**DIRECTIONS FOR THIS TASK:** Print the range of lines that opens with the line containing "Highlight-reel tagging: indicate the white" and closes with the last line of the listing. Include both ends; print nothing more.

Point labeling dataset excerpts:
==========
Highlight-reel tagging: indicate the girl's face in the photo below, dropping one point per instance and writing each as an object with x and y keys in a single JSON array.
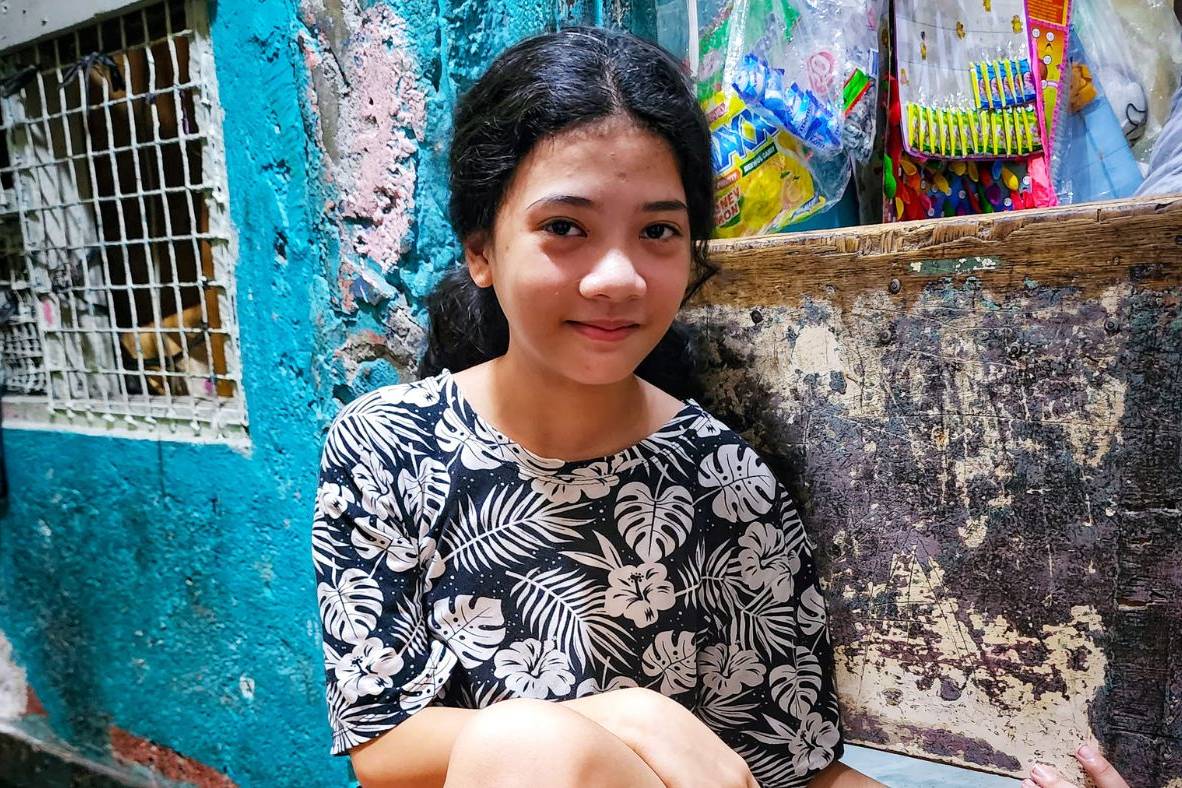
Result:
[{"x": 592, "y": 228}]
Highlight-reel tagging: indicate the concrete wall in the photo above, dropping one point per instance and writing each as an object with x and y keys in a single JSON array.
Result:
[{"x": 160, "y": 594}]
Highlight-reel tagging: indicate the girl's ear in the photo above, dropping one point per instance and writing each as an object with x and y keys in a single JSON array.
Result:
[{"x": 478, "y": 249}]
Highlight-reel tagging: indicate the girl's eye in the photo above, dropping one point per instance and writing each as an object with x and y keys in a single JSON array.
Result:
[
  {"x": 562, "y": 227},
  {"x": 657, "y": 232}
]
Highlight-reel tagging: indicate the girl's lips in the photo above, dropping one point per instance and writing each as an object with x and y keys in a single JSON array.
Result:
[{"x": 603, "y": 334}]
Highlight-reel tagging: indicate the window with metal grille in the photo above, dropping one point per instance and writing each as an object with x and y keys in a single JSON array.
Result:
[{"x": 116, "y": 261}]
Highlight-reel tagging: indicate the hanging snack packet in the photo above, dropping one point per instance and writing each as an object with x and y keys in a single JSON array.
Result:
[
  {"x": 762, "y": 178},
  {"x": 762, "y": 183}
]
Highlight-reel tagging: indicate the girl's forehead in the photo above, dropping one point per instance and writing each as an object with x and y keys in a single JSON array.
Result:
[{"x": 598, "y": 155}]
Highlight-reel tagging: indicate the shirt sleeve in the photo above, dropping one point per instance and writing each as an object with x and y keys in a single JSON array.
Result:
[
  {"x": 766, "y": 663},
  {"x": 381, "y": 665}
]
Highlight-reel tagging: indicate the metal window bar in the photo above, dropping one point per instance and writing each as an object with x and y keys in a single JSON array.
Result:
[{"x": 115, "y": 241}]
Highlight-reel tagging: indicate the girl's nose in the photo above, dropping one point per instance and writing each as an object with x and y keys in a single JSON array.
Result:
[{"x": 615, "y": 277}]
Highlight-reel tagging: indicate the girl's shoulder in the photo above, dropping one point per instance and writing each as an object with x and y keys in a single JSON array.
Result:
[{"x": 406, "y": 403}]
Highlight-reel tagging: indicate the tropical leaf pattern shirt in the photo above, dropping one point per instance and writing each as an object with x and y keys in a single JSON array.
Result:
[{"x": 455, "y": 567}]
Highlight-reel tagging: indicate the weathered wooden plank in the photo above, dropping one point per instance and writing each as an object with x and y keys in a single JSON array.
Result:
[{"x": 988, "y": 453}]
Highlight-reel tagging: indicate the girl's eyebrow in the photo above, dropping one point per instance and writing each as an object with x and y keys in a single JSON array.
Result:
[{"x": 584, "y": 202}]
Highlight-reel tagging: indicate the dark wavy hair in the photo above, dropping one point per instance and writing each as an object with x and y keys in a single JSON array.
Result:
[{"x": 539, "y": 88}]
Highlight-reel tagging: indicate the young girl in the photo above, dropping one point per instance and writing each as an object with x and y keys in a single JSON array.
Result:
[
  {"x": 538, "y": 520},
  {"x": 544, "y": 562}
]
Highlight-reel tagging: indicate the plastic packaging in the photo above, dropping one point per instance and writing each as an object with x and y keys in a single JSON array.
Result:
[
  {"x": 1115, "y": 32},
  {"x": 1092, "y": 158},
  {"x": 788, "y": 88},
  {"x": 967, "y": 82}
]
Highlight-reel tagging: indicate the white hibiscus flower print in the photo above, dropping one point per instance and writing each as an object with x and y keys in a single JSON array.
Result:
[
  {"x": 369, "y": 669},
  {"x": 727, "y": 669},
  {"x": 335, "y": 499},
  {"x": 766, "y": 560},
  {"x": 376, "y": 484},
  {"x": 638, "y": 593},
  {"x": 812, "y": 749},
  {"x": 533, "y": 669},
  {"x": 591, "y": 481},
  {"x": 745, "y": 484},
  {"x": 674, "y": 660},
  {"x": 430, "y": 560},
  {"x": 797, "y": 686},
  {"x": 422, "y": 394}
]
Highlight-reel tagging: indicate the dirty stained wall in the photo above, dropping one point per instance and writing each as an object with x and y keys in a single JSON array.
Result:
[
  {"x": 160, "y": 593},
  {"x": 981, "y": 422}
]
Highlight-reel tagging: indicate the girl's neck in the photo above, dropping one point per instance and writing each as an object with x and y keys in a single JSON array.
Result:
[{"x": 557, "y": 417}]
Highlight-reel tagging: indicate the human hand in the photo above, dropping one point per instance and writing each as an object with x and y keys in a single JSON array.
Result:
[
  {"x": 679, "y": 747},
  {"x": 1095, "y": 764}
]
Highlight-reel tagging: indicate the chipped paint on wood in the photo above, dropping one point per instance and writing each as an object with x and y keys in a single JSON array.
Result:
[{"x": 989, "y": 457}]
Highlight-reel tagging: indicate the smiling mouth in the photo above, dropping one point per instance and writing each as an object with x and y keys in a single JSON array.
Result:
[{"x": 608, "y": 334}]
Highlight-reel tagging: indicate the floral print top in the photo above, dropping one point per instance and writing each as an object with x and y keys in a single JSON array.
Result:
[{"x": 455, "y": 567}]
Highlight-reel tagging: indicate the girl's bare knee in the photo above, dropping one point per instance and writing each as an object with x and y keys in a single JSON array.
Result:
[{"x": 524, "y": 742}]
==========
**RESULT:**
Highlight-reel tagging: indicate the white hibiscus flower print in the photo above, dropping one point per instance and writing each as an object with x and y keys in a single JSON array.
Result:
[
  {"x": 369, "y": 669},
  {"x": 727, "y": 669},
  {"x": 335, "y": 499},
  {"x": 766, "y": 560},
  {"x": 376, "y": 484},
  {"x": 638, "y": 593},
  {"x": 812, "y": 749},
  {"x": 533, "y": 669},
  {"x": 591, "y": 481},
  {"x": 745, "y": 484},
  {"x": 674, "y": 660},
  {"x": 430, "y": 560},
  {"x": 797, "y": 686},
  {"x": 422, "y": 394}
]
Highlight-reel tagging: indicate the dirty stained wall in the photo above, dropping one point per instance and writing each as an object with x and y keys in a single JSON array.
Result:
[
  {"x": 160, "y": 593},
  {"x": 981, "y": 422}
]
Highlight-reel tagging: indicate the girl's neck in the photo above, dropping one point per instance and writing each as an object with x and y keys in a single JSON array.
Result:
[{"x": 557, "y": 417}]
Highlight-reel tagging: indicate the human hand in the photo above, dropping one point per instance and writing each as an object with x and y keys in a single JSON array.
Result:
[
  {"x": 679, "y": 747},
  {"x": 1095, "y": 764}
]
Highlight-reel tagging: indicate the chipped paint on wood in the photo above, dropping one point per instance and writing each as an object with x and y keys in a single JSON array.
Result:
[{"x": 989, "y": 457}]
Highlight-reel tagging: indicate the smiling mouth in the photo above, dropping one point per instance and writing each as an object with x and y keys in a single JSON array.
Result:
[{"x": 608, "y": 334}]
Highlight-reel tagging: indicate the floral print top in the photo above, dropping one point per instance and writing each as an object with x and y keys in a single JSON array.
Result:
[{"x": 455, "y": 567}]
Highlight-reel tagging: indicate the girl's bare knee in the photo above, dropping one point per instance and writing each as an object with x and y keys in a single JSON array.
Result:
[{"x": 524, "y": 742}]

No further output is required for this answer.